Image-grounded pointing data
═══
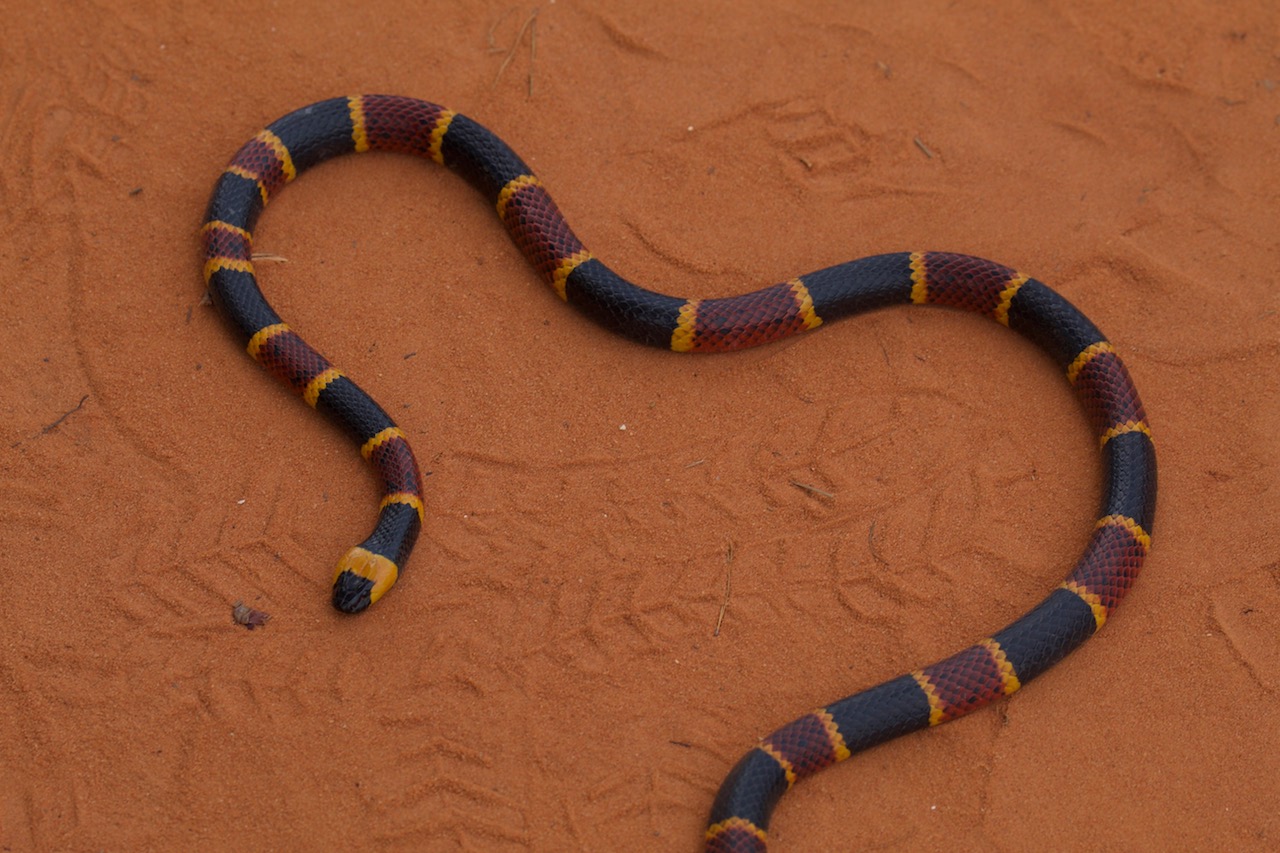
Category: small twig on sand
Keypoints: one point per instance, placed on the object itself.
(728, 587)
(515, 46)
(813, 489)
(51, 427)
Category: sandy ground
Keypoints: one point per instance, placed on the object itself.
(547, 675)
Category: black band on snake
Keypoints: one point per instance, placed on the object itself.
(993, 667)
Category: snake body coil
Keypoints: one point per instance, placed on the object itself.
(993, 667)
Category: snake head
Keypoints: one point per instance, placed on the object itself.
(361, 578)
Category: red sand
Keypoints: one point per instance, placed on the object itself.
(547, 675)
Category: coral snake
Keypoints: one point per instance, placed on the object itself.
(993, 667)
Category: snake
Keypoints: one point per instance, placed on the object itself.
(991, 669)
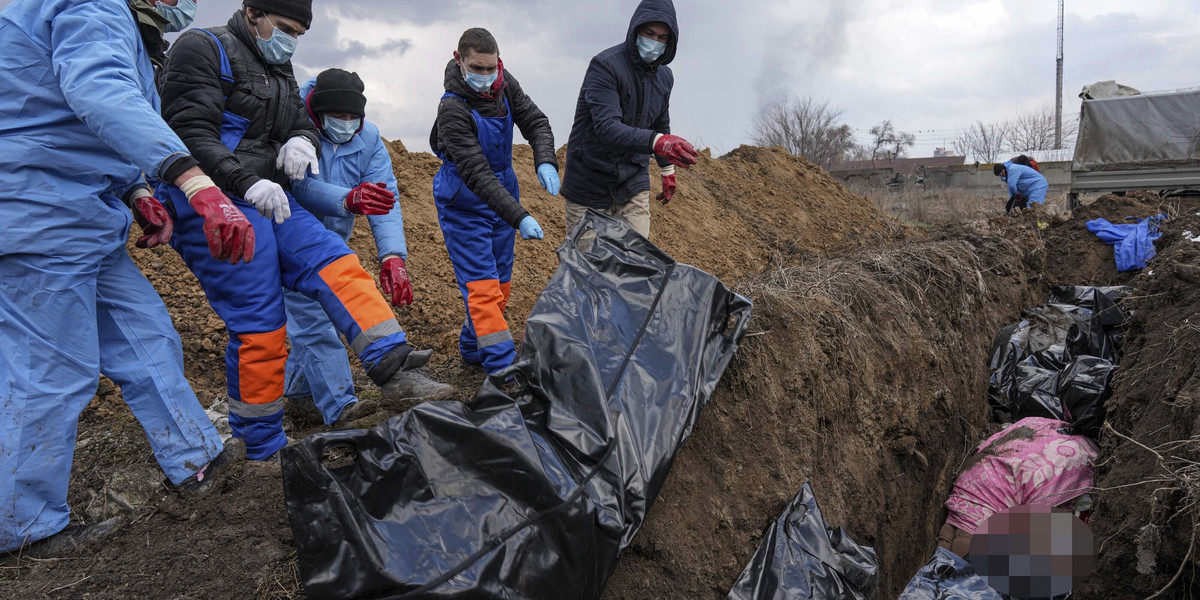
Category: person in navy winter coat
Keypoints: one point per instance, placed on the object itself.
(622, 119)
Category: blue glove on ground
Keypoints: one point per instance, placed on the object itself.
(549, 177)
(529, 227)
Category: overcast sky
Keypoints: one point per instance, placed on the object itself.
(930, 66)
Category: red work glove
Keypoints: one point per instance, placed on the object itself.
(370, 199)
(667, 189)
(676, 149)
(394, 279)
(229, 233)
(153, 219)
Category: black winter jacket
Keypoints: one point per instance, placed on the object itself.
(623, 105)
(455, 135)
(267, 95)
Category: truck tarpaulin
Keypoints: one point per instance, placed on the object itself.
(801, 556)
(532, 491)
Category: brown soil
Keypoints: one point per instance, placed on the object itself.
(864, 373)
(1146, 522)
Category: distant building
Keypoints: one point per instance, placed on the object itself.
(904, 166)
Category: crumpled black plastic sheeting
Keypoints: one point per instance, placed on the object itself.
(1056, 355)
(801, 556)
(948, 577)
(535, 495)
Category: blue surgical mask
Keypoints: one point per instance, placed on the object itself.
(651, 49)
(340, 131)
(480, 83)
(279, 48)
(180, 16)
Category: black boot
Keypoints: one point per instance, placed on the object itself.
(213, 473)
(72, 538)
(397, 376)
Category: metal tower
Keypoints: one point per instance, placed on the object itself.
(1057, 106)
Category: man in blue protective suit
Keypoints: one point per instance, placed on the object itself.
(477, 192)
(622, 119)
(1025, 185)
(81, 130)
(231, 96)
(355, 179)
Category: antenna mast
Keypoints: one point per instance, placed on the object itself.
(1057, 106)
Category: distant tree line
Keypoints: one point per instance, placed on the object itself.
(814, 129)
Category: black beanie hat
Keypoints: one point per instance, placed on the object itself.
(299, 10)
(337, 91)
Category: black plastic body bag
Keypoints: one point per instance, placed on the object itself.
(532, 496)
(801, 556)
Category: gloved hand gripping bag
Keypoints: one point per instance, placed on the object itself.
(533, 495)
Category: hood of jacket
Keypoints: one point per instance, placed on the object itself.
(651, 11)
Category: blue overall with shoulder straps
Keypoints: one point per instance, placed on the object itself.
(480, 245)
(299, 255)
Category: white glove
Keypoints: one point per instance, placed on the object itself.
(269, 198)
(297, 157)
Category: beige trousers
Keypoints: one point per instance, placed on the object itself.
(636, 213)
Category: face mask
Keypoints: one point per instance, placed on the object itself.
(279, 48)
(340, 131)
(180, 16)
(651, 49)
(480, 83)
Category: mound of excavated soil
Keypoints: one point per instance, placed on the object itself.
(729, 216)
(1146, 519)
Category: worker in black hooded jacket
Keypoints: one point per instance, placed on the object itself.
(621, 119)
(477, 192)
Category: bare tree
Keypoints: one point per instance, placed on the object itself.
(804, 127)
(887, 143)
(982, 141)
(1035, 130)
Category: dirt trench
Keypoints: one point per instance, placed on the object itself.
(863, 373)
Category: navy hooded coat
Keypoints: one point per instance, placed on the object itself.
(624, 103)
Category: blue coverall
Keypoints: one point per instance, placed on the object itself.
(79, 126)
(1027, 181)
(480, 245)
(317, 363)
(299, 255)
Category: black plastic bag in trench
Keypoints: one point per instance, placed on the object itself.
(801, 556)
(532, 496)
(948, 577)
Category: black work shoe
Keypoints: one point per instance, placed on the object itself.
(213, 473)
(303, 411)
(355, 411)
(399, 358)
(72, 538)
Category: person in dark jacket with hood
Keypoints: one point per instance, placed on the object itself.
(477, 192)
(621, 119)
(231, 96)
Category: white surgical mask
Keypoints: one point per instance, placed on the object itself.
(180, 16)
(340, 131)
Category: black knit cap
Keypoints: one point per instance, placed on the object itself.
(299, 10)
(337, 91)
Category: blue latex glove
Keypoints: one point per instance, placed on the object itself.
(529, 227)
(549, 177)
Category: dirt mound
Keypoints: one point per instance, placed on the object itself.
(1147, 521)
(865, 375)
(730, 216)
(1075, 256)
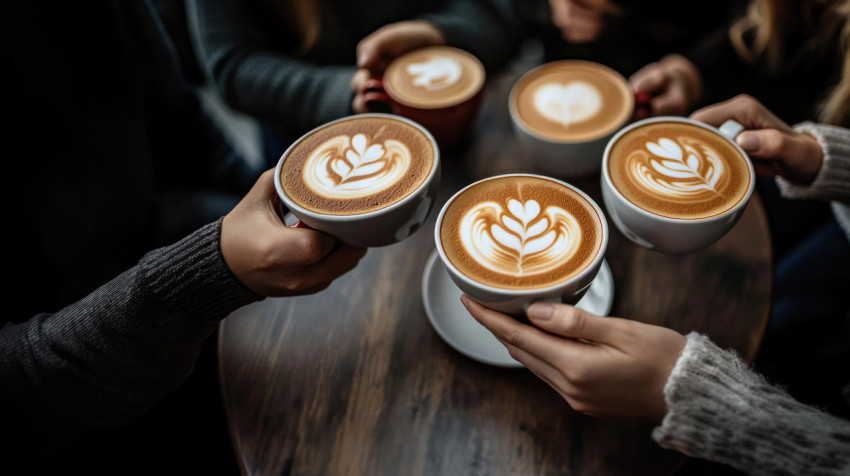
═══
YOUR OBJECTIVE: Filter the data above by the word "body" and copy every line that matches.

ANSWER BOX:
Category: snake body coil
Category: black plastic body bag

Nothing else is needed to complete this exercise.